## Exercise material
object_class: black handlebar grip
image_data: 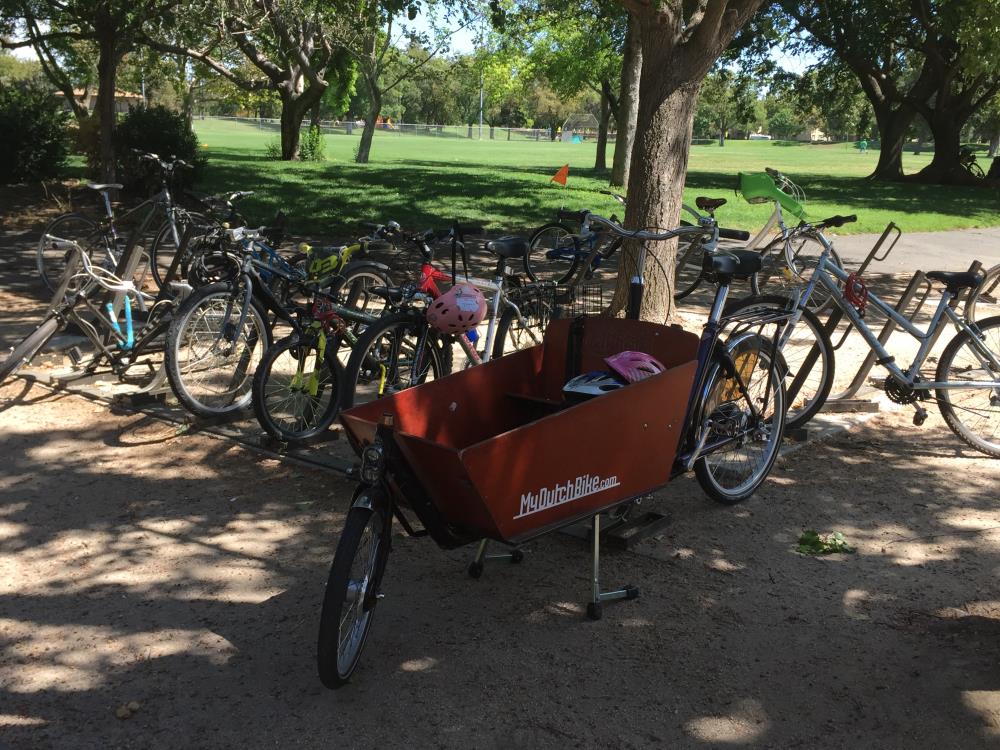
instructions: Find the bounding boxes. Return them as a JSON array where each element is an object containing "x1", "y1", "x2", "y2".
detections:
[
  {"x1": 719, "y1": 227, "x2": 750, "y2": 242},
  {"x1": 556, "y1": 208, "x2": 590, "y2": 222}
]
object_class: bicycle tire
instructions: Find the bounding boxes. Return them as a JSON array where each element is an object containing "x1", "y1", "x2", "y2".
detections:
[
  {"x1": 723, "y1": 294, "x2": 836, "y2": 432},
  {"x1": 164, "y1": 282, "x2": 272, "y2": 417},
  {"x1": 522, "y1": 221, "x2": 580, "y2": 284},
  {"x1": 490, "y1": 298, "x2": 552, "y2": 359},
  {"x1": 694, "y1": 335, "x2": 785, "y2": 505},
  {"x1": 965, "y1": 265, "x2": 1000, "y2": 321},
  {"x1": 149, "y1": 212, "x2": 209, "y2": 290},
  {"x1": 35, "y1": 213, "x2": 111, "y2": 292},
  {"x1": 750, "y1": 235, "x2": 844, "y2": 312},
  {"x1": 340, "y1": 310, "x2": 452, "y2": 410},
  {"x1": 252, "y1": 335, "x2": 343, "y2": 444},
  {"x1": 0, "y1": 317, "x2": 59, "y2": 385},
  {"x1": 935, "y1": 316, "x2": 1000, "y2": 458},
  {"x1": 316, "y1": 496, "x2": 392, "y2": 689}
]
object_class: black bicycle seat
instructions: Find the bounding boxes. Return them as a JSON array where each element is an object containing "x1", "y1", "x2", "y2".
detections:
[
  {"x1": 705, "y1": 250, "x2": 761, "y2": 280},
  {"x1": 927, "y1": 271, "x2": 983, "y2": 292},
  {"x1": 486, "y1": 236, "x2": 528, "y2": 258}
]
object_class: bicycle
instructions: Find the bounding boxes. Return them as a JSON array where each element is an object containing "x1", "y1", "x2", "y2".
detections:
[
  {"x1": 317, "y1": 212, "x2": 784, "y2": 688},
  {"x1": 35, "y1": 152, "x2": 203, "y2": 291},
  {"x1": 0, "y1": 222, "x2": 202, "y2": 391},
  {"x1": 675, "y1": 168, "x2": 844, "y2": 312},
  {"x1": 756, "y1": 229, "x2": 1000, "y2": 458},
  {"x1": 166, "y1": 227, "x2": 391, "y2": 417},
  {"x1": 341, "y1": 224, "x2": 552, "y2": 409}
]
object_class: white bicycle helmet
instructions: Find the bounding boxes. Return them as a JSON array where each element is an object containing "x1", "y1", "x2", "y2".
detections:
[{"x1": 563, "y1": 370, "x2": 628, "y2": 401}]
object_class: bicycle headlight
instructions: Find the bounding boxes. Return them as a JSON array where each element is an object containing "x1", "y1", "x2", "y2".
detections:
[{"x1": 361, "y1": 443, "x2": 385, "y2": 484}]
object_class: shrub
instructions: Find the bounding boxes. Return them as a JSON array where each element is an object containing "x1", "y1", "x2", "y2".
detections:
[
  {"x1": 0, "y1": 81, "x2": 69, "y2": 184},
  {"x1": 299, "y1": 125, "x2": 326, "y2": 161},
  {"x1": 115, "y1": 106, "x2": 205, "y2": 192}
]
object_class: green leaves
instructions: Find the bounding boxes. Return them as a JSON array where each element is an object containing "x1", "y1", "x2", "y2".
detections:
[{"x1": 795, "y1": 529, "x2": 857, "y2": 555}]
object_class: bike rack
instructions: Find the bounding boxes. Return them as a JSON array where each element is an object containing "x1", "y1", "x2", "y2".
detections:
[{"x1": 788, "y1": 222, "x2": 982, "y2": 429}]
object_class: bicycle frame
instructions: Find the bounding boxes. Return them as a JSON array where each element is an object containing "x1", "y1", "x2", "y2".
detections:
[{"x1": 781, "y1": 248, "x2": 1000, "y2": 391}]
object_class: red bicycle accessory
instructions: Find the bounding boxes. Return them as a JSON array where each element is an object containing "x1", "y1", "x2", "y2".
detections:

## Exercise brief
Return every line of the listing above word for word, but leave out the picture.

## Correct result
object_class: black handlebar grip
image_data: 
instructions: Find the bounding boxes. Return them as a JSON array where each element is an object containing "x1", "y1", "x2", "y2".
detections:
[
  {"x1": 719, "y1": 227, "x2": 750, "y2": 242},
  {"x1": 556, "y1": 208, "x2": 590, "y2": 222}
]
object_class: bicycle tire
instructions: Find the bounding boxes. Return them as a JSON array where each element is an object containing "x1", "y1", "x2", "y2".
detections:
[
  {"x1": 723, "y1": 294, "x2": 836, "y2": 432},
  {"x1": 164, "y1": 282, "x2": 272, "y2": 417},
  {"x1": 522, "y1": 221, "x2": 580, "y2": 284},
  {"x1": 490, "y1": 298, "x2": 552, "y2": 359},
  {"x1": 694, "y1": 335, "x2": 785, "y2": 505},
  {"x1": 965, "y1": 265, "x2": 1000, "y2": 321},
  {"x1": 149, "y1": 212, "x2": 209, "y2": 290},
  {"x1": 35, "y1": 213, "x2": 111, "y2": 292},
  {"x1": 750, "y1": 235, "x2": 844, "y2": 312},
  {"x1": 340, "y1": 310, "x2": 452, "y2": 410},
  {"x1": 252, "y1": 335, "x2": 343, "y2": 444},
  {"x1": 0, "y1": 317, "x2": 59, "y2": 385},
  {"x1": 935, "y1": 316, "x2": 1000, "y2": 458},
  {"x1": 316, "y1": 496, "x2": 392, "y2": 689}
]
object_class: black bicycle seat
instructions: Find the bounding boxes. Return them as a JSON array where each element is an object containing "x1", "y1", "x2", "y2".
detections:
[
  {"x1": 705, "y1": 250, "x2": 761, "y2": 280},
  {"x1": 927, "y1": 271, "x2": 983, "y2": 292},
  {"x1": 486, "y1": 236, "x2": 528, "y2": 258}
]
object_class: bicycle
instructions: Find the bounding boxes. Return them as a JSON array where each element is an object containing "x1", "y1", "x2", "y2".
detections:
[
  {"x1": 317, "y1": 212, "x2": 784, "y2": 688},
  {"x1": 35, "y1": 152, "x2": 203, "y2": 291},
  {"x1": 0, "y1": 222, "x2": 202, "y2": 391},
  {"x1": 675, "y1": 168, "x2": 844, "y2": 312},
  {"x1": 756, "y1": 229, "x2": 1000, "y2": 458},
  {"x1": 166, "y1": 227, "x2": 391, "y2": 417},
  {"x1": 341, "y1": 224, "x2": 552, "y2": 409}
]
object_class: white bicycle helmet
instructions: Find the bounding boxes. Return them as a JSON array where each element is an object containing "x1", "y1", "x2", "y2".
detections:
[{"x1": 563, "y1": 370, "x2": 628, "y2": 401}]
object_class: bicycle headlight
instructions: Find the bounding boxes. Return them as a JSON array where each element is an object containing "x1", "y1", "x2", "y2".
detections:
[{"x1": 361, "y1": 443, "x2": 385, "y2": 484}]
object_class: shrub
instructions: Find the bounding boxes. Return them as a JSON array where each element is an object containing "x1", "y1", "x2", "y2".
detections:
[
  {"x1": 0, "y1": 81, "x2": 69, "y2": 184},
  {"x1": 299, "y1": 125, "x2": 326, "y2": 161},
  {"x1": 115, "y1": 106, "x2": 205, "y2": 192}
]
object_class: green leaves
instructions: Find the bounding boxes. Return them as a JSON array where each element is an object containing "x1", "y1", "x2", "y2".
detections:
[{"x1": 795, "y1": 529, "x2": 857, "y2": 555}]
object_class: bike rack
instructions: Find the bounding boxes. Return them as a JSON array where each element is an object containing "x1", "y1", "x2", "y2".
detections:
[{"x1": 788, "y1": 222, "x2": 982, "y2": 429}]
object_class: bicycle frame
instructions: Find the bounding boxes. Return them as a JSON array where each element is an object containing "x1", "y1", "x2", "y2".
detections:
[{"x1": 781, "y1": 248, "x2": 1000, "y2": 391}]
object_class: red bicycle accessory
instructions: Find the bounding boxes. Return them as a JSON array where each element is an object containing "x1", "y1", "x2", "y2".
detections:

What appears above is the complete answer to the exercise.